__Text passage__
How To Build Trust

I am often asked, what does it take to build trust? Building trust in relationships, at work and as a team is important.

3 Practices To Building Trust

Certainly Rome wasn’t built in a day and neither was the Eiffel Tower.

“The Eiffel tower wasn’t built in a day and neither is TRUST”

When we feel like we can trust someone, it is the best feeling in the world. We are more likely to be open and honest and share our most intimate thoughts, ideas and feelings. We feel safe and secure, knowing that we have confided in someone we can trust. Sometimes sadly we find out that we are wrong and we learn that we cannot always trust people. Maybe they did something to break our trust or confidentiality. When this happens is causes a fracture to the relationship and in business it could lead to a lack of referrals or new business.

It takes courage to open up and share your feelings and heart with someone. Our best hope is that they will honor our humanity and respect us for who we are and recognize our best intentions. Letting someone into our inner circle does take trust. We need to know they have our best intentions at heart, that they are loyal and will protect us and not gossip and be cruel against us. It also means we have to discern and judge for ourselves. We have to observe their actions, see who they are and recognize false idol gossip when we see it aware of those who seek to compete or worse set out to damage a person’s reputation, spreading lies or false information to get themselves ahead.

 

So how do you continue to build trust?

Here are 3 practices to help you to continue building trust 

1. Trust

Building trust takes time. Getting to know someone takes time. Getting to know their heart and who they are happens over a period of several months and even years. Observing their actions rather than their words speaks volumes about who they are. One of the ways mistrust happens is when we feel or think we can trust someone and then they behave in a way that causes us to mistrust them. In business this can lead to a lack of referrals and lost business. In relationships this can fracture even the most promising relationships. Being open and honest with a friend and confiding in them takes courage and trust. Mistrust occurs when your conversation becomes water cooler gossip. Being open and honest with your spouse is vitally important  and essential to a lasting relationship. Denying someone an opportunity doesn’t build trust or hiding or with-holding doesn’t either. Sometimes people are so concerned with protecting their honey pot and not helping each other that eventually when there are opportunities for them to receive they have built so much mistrust that people do not want to do business with them.

__Input data__

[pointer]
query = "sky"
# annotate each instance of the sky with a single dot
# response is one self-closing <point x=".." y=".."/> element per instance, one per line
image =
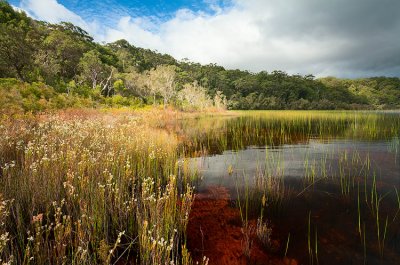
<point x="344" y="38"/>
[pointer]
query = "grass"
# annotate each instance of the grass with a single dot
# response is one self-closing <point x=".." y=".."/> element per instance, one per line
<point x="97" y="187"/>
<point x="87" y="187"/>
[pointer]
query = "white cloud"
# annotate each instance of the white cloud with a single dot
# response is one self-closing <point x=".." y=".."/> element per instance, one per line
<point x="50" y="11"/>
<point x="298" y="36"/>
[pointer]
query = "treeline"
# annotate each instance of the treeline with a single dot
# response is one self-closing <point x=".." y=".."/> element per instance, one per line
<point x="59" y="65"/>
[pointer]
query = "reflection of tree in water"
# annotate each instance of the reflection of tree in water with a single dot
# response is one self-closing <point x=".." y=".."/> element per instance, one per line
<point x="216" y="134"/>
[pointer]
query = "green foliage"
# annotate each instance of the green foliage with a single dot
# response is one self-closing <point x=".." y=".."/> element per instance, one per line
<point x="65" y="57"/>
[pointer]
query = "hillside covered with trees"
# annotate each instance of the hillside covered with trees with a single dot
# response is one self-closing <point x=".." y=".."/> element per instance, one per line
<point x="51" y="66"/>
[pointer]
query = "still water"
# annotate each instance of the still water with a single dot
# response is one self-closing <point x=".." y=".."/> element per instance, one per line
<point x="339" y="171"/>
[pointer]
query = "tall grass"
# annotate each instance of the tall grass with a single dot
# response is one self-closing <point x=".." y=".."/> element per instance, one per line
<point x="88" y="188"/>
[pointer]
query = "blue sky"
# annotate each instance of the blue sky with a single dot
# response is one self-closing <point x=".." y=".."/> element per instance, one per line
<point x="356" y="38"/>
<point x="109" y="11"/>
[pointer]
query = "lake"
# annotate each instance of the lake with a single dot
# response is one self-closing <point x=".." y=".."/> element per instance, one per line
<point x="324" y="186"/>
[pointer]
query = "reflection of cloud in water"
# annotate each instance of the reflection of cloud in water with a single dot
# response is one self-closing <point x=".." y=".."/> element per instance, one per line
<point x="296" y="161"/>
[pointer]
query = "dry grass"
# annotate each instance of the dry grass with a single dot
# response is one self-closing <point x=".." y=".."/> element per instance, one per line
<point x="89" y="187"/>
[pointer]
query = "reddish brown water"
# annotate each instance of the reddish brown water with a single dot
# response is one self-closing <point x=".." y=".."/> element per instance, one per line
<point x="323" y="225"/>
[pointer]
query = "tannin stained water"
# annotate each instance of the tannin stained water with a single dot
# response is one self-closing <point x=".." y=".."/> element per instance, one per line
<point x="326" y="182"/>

...

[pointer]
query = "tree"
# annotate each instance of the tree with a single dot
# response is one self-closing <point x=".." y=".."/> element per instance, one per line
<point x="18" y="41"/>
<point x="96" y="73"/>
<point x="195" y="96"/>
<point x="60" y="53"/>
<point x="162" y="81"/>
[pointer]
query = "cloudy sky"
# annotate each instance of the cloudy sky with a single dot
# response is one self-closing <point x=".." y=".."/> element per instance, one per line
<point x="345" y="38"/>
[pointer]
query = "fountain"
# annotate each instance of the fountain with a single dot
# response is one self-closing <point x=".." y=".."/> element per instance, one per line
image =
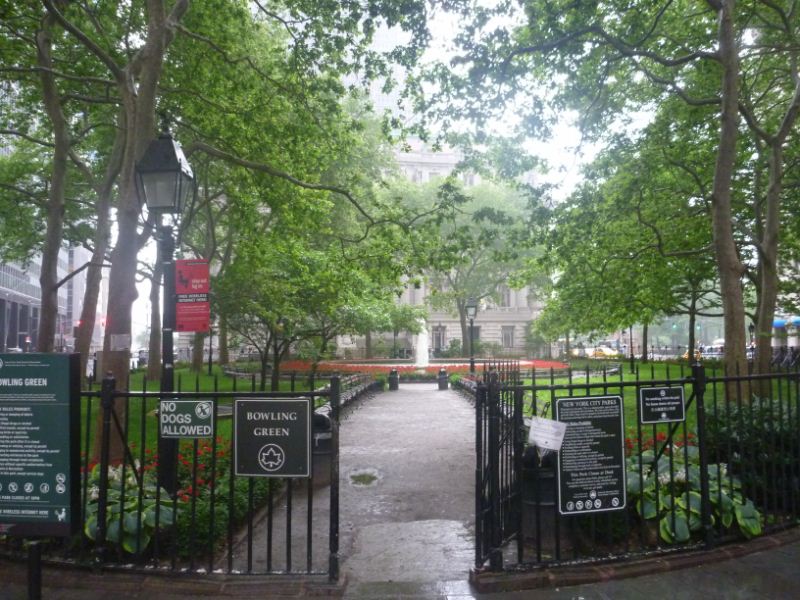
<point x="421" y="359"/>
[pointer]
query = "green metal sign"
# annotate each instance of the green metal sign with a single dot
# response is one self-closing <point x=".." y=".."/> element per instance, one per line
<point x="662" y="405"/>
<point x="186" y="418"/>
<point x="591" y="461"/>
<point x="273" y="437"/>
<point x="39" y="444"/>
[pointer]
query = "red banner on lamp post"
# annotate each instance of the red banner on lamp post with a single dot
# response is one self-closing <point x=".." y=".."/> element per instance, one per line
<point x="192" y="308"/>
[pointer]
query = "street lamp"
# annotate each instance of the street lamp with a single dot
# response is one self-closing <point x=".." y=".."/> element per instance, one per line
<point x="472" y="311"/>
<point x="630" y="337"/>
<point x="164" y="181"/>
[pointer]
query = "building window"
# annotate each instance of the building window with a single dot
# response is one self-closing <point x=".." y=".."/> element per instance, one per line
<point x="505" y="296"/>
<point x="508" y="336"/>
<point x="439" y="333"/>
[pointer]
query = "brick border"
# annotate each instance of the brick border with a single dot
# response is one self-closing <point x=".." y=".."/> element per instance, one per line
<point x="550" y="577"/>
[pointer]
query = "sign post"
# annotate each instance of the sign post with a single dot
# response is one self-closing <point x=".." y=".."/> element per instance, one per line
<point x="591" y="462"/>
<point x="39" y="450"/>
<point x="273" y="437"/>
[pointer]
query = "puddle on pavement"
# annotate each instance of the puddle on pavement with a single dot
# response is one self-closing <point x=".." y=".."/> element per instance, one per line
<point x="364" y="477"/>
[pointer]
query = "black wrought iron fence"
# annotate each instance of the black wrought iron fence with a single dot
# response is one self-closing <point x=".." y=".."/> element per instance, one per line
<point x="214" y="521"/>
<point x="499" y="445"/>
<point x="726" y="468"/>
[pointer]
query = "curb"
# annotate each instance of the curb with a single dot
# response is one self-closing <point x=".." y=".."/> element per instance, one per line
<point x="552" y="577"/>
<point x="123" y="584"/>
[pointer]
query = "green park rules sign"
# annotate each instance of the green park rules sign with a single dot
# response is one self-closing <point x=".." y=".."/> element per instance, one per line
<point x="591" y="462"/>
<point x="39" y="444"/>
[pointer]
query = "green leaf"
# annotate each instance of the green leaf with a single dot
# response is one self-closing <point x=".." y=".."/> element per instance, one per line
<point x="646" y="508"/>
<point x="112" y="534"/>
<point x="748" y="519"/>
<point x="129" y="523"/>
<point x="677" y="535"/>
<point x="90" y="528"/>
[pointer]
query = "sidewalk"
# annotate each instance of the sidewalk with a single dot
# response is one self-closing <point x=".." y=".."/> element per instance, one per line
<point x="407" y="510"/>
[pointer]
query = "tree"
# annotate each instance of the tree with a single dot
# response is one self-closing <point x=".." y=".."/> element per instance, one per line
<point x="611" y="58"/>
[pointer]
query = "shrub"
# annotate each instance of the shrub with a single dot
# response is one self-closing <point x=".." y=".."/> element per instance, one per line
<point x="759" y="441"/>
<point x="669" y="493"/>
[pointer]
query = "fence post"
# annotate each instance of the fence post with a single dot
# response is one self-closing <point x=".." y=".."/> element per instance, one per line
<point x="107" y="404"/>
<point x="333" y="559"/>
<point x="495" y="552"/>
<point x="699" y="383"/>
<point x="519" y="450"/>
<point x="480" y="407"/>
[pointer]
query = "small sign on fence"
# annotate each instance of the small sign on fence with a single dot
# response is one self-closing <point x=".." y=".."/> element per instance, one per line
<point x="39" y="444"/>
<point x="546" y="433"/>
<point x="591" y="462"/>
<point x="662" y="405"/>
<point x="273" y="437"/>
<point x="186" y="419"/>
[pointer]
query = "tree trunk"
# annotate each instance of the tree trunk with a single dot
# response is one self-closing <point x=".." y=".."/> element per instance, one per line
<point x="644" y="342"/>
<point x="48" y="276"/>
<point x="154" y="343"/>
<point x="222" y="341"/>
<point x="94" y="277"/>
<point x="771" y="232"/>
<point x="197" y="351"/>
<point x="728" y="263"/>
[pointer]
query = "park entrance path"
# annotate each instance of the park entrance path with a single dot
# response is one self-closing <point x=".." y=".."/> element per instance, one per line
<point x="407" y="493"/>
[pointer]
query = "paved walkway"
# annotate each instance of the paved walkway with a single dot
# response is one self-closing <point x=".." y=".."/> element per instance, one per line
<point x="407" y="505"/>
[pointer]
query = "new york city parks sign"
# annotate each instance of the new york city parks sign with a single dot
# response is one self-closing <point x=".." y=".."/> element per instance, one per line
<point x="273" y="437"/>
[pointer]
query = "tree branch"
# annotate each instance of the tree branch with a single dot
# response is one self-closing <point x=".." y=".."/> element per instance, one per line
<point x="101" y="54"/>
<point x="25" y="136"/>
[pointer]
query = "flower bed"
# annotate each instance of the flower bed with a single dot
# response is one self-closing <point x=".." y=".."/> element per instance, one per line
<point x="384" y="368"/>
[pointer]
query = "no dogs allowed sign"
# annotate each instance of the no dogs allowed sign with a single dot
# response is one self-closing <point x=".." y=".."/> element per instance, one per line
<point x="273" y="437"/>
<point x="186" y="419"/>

==

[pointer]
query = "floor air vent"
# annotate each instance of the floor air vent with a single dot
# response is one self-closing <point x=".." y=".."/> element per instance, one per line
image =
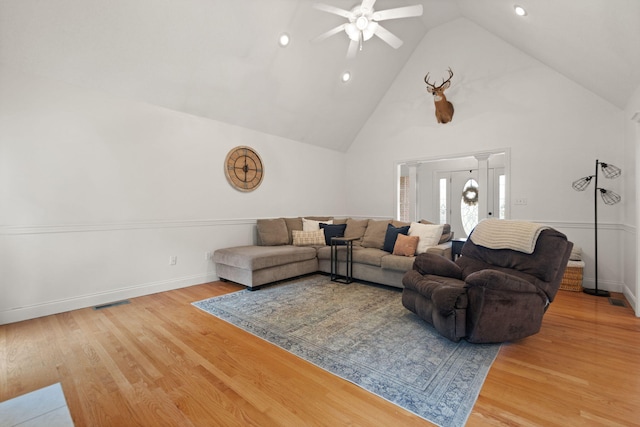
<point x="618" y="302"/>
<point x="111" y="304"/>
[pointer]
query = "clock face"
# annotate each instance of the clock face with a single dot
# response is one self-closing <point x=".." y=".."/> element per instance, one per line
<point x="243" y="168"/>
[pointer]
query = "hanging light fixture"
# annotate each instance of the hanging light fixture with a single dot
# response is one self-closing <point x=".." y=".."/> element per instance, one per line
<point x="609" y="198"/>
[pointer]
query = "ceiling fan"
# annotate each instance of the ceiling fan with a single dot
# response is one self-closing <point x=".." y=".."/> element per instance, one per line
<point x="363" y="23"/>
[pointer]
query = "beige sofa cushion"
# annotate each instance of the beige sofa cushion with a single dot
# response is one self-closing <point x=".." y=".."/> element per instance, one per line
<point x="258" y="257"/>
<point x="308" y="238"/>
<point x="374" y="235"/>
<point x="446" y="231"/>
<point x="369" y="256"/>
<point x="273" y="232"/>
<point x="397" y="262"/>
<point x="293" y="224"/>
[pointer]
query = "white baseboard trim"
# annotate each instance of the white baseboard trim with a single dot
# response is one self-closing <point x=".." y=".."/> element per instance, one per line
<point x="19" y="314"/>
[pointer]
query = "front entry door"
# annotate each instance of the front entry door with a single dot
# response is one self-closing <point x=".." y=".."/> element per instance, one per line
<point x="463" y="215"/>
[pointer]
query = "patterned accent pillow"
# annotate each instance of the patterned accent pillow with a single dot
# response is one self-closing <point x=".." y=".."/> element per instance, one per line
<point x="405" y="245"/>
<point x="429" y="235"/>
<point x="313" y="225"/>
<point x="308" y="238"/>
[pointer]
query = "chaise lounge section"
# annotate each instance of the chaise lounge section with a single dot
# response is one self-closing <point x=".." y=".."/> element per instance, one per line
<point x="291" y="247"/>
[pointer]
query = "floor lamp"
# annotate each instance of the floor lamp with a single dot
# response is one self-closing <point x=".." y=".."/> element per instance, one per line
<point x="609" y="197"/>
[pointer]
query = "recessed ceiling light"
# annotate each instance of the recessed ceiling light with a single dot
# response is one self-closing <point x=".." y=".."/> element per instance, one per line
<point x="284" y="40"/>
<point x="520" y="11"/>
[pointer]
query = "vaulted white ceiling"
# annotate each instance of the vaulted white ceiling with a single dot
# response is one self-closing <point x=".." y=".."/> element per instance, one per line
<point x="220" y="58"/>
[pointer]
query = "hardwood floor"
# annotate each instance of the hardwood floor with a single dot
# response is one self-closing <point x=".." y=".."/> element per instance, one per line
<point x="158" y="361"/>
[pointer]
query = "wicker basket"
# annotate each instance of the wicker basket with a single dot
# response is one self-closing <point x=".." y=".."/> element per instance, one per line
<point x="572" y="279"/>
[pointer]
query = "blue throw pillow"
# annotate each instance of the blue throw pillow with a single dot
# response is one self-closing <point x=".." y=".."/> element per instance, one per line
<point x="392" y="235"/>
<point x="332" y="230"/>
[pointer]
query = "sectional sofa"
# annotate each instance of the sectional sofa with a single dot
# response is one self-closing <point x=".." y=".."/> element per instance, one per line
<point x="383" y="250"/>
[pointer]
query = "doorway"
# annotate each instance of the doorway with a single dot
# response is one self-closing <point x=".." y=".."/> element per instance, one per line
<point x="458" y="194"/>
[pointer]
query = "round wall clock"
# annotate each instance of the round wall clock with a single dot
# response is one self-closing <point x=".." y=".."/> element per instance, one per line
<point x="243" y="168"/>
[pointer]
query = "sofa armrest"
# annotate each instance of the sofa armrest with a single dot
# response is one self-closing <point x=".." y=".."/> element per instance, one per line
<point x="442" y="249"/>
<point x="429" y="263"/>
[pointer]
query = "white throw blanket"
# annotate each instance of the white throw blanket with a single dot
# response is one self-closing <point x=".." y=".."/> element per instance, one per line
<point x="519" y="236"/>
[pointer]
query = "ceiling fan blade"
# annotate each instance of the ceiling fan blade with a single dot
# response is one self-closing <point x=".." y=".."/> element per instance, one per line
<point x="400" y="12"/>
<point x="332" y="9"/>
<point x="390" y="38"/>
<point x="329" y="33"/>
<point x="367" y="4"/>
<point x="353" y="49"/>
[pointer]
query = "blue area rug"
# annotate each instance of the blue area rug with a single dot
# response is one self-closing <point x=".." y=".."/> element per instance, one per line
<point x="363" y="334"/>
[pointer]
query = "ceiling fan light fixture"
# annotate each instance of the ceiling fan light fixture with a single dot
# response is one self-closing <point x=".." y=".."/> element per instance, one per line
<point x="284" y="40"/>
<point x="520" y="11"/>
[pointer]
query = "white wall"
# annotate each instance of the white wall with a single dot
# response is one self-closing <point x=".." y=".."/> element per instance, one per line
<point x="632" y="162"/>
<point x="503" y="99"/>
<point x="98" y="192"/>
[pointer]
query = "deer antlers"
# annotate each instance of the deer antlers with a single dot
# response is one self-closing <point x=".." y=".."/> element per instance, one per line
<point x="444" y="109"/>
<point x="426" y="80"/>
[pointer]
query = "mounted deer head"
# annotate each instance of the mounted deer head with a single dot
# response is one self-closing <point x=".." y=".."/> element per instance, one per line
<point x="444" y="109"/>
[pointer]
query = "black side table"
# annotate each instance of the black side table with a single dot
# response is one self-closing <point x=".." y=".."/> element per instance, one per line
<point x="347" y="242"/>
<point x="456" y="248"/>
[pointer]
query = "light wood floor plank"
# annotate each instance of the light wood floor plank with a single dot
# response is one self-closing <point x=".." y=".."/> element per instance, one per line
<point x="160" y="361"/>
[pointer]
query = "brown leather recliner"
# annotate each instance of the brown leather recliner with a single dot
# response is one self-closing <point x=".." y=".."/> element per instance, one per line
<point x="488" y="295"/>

__Work request 1__
Reproduce the stretch of the passage on building trust from "I am often asked, what" through "or new business.".
__Work request 2__
Translate this sentence from the passage on building trust into Spanish: "It takes courage to open up and share your feelings and heart with someone."
The records have no connection to the passage on building trust.

__Written reply 1__
I am often asked, what does it take to build trust? Building trust in relationships, at work and as a team is important.

3 Practices To Building Trust

Certainly Rome wasn’t built in a day and neither was the Eiffel Tower.

“The Eiffel tower wasn’t built in a day and neither is TRUST”

When we feel like we can trust someone, it is the best feeling in the world. We are more likely to be open and honest and share our most intimate thoughts, ideas and feelings. We feel safe and secure, knowing that we have confided in someone we can trust. Sometimes sadly we find out that we are wrong and we learn that we cannot always trust people. Maybe they did something to break our trust or confidentiality. When this happens is causes a fracture to the relationship and in business it could lead to a lack of referrals or new business.

__Written reply 2__
Se necesita valor para abrirse y compartir tus sentimientos y tu corazón con alguien.